[GESTELLTE AUFGABE 1]:
Beantworte anhand der Predigt zu Lukas 1 diese drei Fragen:
(a) Wie heißt der Projektchor, der seit einigen Wochen in der Gemeinde arbeitet?
(b) Wie heißt die Kantorin der Gemeinde?
(c) Was tat die Menge des Volkes zur Stunde des Räucheropfers?
[GESTELLTE AUFGABE 2]: Setze die Predigt zu Lukas 1 im gleichen Ton fort, und zwar im Anschluss an ihren letzten Satz.

[VORLIEGENDER TEXT]:
* * * * * * * * *
"Wie uns die Alten sungen..."

Themen - Predigt zu Lukas 1:
Vorbemerkung: In unserer Gemeinde arbeitet seit einigen Wochen ein Projektchor: "Alte Stimmen - Singen ab siebzig." Der Komponist und Musikpädagoge Bernhard König und unsere Kantorin, Brigitte Rauscher, arbeiten experimentell mit den Stimmen alter Menschen, die sich darauf einlassen. Der WDR hat darüber berichtet:
Im Gottesdienst wurde eine erste Kostprobe dieser Arbeit gegeben. Daraus ergab sich die Idee, die Predigt als Themapredigt zu gesalten.

Zwei Geschichten, erzählt am Anfang des Lukasevangeliums:

Die erste:

Zu der Zeit des Herodes, des Königs von Judäa, lebte ein Priester von der Ordnung Abija, mit Namen Zacharias, und seine Frau war aus dem Geschlecht Aaron und hieß Elisabeth.

Sie waren aber alle beide fromm vor Gott und lebten in allen Geboten und Satzungen des Herrn untadelig.

Und sie hatten kein Kind; denn Elisabeth war unfruchtbar und beide waren hochbetagt.

Und es begab sich, als Zacharias den Priesterdienst vor Gott versah, da seine Ordnung an der Reihe war, dass ihn nach dem Brauch der Priesterschaft das Los traf, das Räucheropfer darzubringen; und er ging in den Tempel des Herrn.

Und die ganze Menge des Volkes stand draußen und betete zur Stunde des Räucheropfers.
* * * * * * * * *
[EINTRÄGE]:
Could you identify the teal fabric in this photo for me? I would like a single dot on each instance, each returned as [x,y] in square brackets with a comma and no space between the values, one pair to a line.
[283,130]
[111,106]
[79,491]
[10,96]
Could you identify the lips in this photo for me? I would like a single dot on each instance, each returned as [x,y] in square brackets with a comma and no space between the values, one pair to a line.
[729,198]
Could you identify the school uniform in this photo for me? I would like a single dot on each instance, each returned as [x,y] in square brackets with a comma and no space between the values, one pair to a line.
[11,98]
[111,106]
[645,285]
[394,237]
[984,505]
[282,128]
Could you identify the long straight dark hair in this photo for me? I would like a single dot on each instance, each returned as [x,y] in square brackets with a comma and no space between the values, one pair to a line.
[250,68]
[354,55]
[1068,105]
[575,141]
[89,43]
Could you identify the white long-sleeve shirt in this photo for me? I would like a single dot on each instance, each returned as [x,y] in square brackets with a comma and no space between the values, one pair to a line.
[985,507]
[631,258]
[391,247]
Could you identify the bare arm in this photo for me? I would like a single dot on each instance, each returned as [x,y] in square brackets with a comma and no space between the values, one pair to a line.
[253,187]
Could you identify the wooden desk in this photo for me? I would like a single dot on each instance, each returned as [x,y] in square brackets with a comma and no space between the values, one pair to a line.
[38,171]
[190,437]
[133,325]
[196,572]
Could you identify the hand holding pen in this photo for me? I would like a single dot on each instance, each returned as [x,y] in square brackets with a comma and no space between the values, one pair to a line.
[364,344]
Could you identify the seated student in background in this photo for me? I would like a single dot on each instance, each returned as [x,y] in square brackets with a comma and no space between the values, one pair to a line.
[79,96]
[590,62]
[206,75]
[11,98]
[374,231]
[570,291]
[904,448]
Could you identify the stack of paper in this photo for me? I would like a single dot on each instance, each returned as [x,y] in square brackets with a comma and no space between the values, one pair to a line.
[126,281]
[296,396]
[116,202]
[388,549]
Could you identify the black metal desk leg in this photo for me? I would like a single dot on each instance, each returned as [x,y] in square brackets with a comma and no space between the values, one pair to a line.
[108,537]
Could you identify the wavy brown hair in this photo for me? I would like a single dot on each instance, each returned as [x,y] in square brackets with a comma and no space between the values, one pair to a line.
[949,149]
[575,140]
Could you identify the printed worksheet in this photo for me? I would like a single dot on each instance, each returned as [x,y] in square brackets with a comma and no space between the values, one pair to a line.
* * * * * * * * *
[ANTWORT ZUR AUFGABE 1]:
(a) Der Projektchor heißt „Alte Stimmen - Singen ab siebzig“.
(b) Die Kantorin heißt Brigitte Rauscher.
(c) Sie stand draußen und betete.

[ANTWORT ZUR AUFGABE 2]:
Da erschien ihm der Engel des Herrn und stand an der rechten Seite des Räucheraltars.

Und als Zacharias ihn sah, erschrak er, und es kam Furcht über ihn.

Aber der Engel sprach zu ihm: Fürchte dich nicht, Zacharias, denn dein Gebet ist erhört, und deine Frau Elisabeth wird dir einen Sohn gebären, und du sollst ihm den Namen Johannes geben.

Und die zweite:

Und im sechsten Monat wurde der Engel Gabriel von Gott gesandt in eine Stadt in Galiläa, die heißt Nazareth, zu einer Jungfrau, die vertraut war einem Mann mit Namen Josef vom Hause David; und die Jungfrau hieß Maria.

Und der Engel kam zu ihr hinein und sprach: Sei gegrüßt, du Begnadete! Der Herr ist mit dir!

Sie aber erschrak über die Rede und dachte: Welch ein Gruß ist das?

Und der Engel sprach zu ihr: Fürchte dich nicht, Maria, du hast Gnade bei Gott gefunden.

Siehe, du wirst schwanger werden und einen Sohn gebären, und du sollst ihm den Namen Jesus geben.

Die Werbung, liebe Gemeinde, hat die Alten entdeckt und der Markt ein gigantisches Potential erkannt.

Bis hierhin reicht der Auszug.